Dataset excerpts on pointing at objects:
--- begin ---
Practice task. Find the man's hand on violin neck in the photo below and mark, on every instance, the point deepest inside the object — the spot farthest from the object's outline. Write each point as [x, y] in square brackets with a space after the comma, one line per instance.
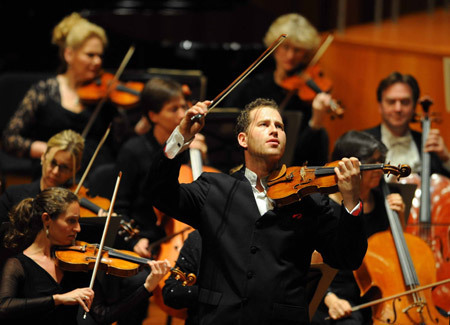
[349, 179]
[189, 127]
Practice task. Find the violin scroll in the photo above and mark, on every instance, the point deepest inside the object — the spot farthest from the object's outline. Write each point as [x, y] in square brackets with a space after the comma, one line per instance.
[188, 280]
[128, 230]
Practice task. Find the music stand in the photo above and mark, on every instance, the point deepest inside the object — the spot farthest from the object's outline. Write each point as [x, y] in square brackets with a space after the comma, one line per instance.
[320, 276]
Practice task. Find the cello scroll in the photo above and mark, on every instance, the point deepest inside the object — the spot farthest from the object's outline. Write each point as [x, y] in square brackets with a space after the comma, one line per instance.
[290, 184]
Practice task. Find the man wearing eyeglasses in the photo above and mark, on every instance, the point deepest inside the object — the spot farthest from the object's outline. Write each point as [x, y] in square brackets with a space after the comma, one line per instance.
[397, 97]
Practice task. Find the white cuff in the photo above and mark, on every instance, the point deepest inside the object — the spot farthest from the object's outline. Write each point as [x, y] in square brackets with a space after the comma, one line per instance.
[175, 144]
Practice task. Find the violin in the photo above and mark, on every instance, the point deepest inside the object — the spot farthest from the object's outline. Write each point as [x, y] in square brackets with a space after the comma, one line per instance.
[288, 185]
[81, 257]
[308, 84]
[90, 204]
[123, 94]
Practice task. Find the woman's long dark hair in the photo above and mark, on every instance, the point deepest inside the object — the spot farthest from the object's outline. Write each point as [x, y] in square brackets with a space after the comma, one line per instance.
[26, 216]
--- end ---
● Exercise description
Copy all of the records above line for line, leaving out the picture.

● Response to the exercise
Practice task. Find the man's hand on violin neck in the photo below and mark, on every instance, the point deepest inside the object — the spot farthest from the object's outline. Write each point as [x, y] in square brackets with a space after the comma, one line per instance.
[349, 179]
[189, 127]
Practice task. Find the violin scroll in the photo above and mark, on every instance, the point deepest inside the object — the spot farthest from the object's outline. Write each point as [x, y] in square brackets with a space after the comma, one line per instance.
[188, 280]
[128, 230]
Practice task. Find the music stand in the photo above and mark, on every instance, the point deepest inside the object — the spot farthest from the object's outline. Write each point as [x, y] in square brackets with a space after the comma, one line per instance.
[320, 276]
Practice task. Find the cello scroll in the photo above and mark, on every instance, the point deepest inside the object — the spot farthest from the object's outline. Write each point as [x, y] in square brackets with a space after the comma, one line per instance.
[290, 184]
Practice task. Find the man wearing eyeglasses in the photo above and mark, on every instance, the point deepest inside the object — the spot farthest from the object's outline. Write each point as [x, y] in square brackets with a space after the comma, one line per instance.
[397, 97]
Practice task. Find the white cuff in the photo above and mark, on every instance, the point deepest inside the object — the spot farthest from the object's outline. Write each point as [x, y] in square brackets with a space after the comma, one line per instance.
[175, 144]
Practice task. Find the violin in the photo above and mark, on every instance, the point deepest inside the object — the spot farthest from the object's outline. Write each point as [x, y] in square brackets with a space after the comma, one line per instance.
[288, 185]
[81, 257]
[308, 84]
[90, 204]
[123, 94]
Practice task. Find the woman's long dark hair in the photo above and mark, on every instance, the point deepest inside the object — the spot farthest from the object's outline. Write each point as [x, y] in square brackets with a space after the comma, one line per instance.
[26, 216]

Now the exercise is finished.